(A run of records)
+ + + +
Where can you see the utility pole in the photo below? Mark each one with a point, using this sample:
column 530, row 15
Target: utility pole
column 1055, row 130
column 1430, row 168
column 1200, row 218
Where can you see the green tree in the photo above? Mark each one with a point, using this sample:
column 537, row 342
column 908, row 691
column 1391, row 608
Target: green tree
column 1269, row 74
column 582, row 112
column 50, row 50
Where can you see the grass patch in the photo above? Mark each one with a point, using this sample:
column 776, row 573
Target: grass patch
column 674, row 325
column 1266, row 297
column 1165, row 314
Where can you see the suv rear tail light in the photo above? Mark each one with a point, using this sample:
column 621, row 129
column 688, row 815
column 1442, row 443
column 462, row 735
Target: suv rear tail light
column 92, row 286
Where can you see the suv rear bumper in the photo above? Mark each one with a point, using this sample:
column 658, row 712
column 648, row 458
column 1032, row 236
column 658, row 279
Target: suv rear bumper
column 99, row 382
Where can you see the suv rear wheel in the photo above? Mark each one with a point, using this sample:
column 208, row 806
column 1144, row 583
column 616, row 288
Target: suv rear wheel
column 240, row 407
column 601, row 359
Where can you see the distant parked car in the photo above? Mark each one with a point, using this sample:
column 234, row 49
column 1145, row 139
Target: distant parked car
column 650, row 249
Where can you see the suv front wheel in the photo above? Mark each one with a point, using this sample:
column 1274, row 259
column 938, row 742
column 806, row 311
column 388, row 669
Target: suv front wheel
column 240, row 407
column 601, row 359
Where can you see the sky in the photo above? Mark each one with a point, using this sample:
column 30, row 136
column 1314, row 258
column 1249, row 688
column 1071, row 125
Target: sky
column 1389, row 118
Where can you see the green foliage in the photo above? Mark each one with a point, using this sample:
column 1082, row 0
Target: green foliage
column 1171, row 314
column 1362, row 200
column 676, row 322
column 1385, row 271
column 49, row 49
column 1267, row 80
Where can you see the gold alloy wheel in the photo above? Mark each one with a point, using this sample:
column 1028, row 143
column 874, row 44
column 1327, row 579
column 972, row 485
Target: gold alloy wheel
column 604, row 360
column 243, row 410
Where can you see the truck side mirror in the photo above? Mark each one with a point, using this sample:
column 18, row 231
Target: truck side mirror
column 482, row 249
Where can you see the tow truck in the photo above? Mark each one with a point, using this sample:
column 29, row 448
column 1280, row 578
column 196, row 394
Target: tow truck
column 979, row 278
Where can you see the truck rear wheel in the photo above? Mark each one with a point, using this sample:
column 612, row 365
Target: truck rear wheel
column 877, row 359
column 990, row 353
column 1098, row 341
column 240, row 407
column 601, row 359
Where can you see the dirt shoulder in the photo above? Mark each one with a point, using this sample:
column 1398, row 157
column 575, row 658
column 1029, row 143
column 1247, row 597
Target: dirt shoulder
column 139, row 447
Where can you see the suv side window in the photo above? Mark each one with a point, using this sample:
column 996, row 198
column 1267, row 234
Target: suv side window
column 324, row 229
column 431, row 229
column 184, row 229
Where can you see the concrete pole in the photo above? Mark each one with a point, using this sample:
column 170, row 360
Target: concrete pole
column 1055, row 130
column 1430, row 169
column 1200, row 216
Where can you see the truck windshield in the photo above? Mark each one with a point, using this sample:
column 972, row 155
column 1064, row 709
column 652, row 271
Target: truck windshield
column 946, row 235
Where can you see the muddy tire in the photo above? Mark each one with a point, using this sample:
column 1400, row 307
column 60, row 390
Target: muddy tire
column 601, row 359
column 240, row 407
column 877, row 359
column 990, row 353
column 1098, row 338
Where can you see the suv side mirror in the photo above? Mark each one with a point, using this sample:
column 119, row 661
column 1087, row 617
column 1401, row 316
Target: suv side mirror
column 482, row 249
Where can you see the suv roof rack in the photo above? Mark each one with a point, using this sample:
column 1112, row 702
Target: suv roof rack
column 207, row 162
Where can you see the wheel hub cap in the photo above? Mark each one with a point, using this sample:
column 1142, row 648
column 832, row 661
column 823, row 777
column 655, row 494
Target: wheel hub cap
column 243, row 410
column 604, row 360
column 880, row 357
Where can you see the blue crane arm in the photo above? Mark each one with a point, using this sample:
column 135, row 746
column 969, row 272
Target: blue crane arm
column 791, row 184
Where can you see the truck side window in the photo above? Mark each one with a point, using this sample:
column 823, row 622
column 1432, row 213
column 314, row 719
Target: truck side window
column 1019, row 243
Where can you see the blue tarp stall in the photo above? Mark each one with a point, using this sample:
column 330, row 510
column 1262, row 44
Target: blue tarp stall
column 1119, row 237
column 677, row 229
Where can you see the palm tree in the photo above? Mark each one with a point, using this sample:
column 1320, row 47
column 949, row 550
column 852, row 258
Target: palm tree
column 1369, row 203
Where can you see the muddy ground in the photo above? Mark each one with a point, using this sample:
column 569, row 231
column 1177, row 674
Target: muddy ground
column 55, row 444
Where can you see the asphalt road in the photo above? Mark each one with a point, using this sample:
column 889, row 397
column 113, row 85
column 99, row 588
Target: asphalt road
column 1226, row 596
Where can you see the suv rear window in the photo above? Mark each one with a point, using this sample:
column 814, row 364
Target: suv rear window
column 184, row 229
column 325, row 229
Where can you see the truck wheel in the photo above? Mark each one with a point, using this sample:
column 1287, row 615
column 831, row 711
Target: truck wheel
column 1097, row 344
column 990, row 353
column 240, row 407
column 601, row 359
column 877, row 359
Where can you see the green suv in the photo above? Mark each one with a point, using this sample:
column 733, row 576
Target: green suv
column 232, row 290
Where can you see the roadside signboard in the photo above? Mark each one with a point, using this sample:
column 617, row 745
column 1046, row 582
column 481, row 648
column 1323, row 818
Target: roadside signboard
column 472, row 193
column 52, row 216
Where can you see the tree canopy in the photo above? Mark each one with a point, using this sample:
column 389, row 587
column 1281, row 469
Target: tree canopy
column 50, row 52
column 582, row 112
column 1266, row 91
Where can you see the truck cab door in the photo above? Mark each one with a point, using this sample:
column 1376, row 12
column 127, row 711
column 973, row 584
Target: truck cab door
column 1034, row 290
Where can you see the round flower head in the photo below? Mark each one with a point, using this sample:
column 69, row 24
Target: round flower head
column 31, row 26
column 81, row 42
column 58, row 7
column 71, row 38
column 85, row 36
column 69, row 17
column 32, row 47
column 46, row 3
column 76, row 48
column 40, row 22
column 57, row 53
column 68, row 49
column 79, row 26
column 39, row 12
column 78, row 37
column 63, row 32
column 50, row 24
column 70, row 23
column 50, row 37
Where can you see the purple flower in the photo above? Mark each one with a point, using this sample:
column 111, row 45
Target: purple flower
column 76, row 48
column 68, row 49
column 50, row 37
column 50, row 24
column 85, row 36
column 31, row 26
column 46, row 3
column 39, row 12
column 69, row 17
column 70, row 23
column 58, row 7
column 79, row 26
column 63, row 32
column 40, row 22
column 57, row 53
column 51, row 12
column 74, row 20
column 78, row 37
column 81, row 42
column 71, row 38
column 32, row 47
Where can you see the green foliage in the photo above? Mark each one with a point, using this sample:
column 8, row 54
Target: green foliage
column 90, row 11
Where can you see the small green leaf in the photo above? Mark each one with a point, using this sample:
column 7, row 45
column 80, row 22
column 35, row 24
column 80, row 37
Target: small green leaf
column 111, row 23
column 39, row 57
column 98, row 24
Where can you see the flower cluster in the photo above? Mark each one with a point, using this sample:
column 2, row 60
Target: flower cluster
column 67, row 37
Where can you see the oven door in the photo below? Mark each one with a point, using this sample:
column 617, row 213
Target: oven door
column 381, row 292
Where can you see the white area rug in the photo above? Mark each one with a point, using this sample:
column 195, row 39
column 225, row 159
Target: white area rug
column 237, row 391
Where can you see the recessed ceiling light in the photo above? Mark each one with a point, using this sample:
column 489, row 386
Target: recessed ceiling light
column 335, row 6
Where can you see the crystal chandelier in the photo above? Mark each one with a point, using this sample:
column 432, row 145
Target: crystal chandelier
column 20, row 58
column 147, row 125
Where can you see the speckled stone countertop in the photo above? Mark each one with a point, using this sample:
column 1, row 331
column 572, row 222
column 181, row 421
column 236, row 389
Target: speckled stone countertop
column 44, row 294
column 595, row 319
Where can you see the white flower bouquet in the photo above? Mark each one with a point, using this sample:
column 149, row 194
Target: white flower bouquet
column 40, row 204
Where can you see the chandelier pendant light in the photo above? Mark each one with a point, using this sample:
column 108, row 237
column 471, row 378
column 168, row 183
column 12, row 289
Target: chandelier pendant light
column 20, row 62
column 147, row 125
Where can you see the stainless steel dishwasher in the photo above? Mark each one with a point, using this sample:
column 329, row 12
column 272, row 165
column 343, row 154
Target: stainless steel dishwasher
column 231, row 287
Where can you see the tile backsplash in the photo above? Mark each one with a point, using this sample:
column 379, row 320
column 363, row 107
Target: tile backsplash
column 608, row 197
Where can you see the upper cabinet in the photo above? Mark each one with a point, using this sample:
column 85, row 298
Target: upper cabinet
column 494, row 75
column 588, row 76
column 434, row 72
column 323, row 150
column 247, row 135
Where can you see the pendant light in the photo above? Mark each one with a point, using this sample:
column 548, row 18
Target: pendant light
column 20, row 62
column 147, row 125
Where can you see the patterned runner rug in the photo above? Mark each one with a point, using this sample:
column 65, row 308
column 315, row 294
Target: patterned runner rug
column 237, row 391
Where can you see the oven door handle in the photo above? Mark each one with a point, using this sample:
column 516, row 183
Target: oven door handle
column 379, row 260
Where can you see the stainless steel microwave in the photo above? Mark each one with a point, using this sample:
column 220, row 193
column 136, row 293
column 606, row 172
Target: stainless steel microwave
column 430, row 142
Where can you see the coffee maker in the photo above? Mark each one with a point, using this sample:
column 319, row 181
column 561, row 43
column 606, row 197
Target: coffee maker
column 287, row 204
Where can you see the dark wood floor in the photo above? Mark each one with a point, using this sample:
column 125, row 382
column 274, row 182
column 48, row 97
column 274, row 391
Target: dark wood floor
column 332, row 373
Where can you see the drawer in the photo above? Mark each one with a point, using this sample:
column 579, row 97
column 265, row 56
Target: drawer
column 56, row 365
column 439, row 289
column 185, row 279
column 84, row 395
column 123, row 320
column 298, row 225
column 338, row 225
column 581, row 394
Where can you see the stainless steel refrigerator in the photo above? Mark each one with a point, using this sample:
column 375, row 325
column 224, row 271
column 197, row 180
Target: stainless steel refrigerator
+ + + +
> **Short task**: Transcribe everything in the entries above from the line containing "Where can you see the distant" down to the line containing "column 650, row 249", keeping both of those lines.

> **Written reply**:
Where can you see the distant parked car in the photo above? Mark each one with a point, using this sample:
column 234, row 49
column 1145, row 139
Target: distant parked car
column 650, row 249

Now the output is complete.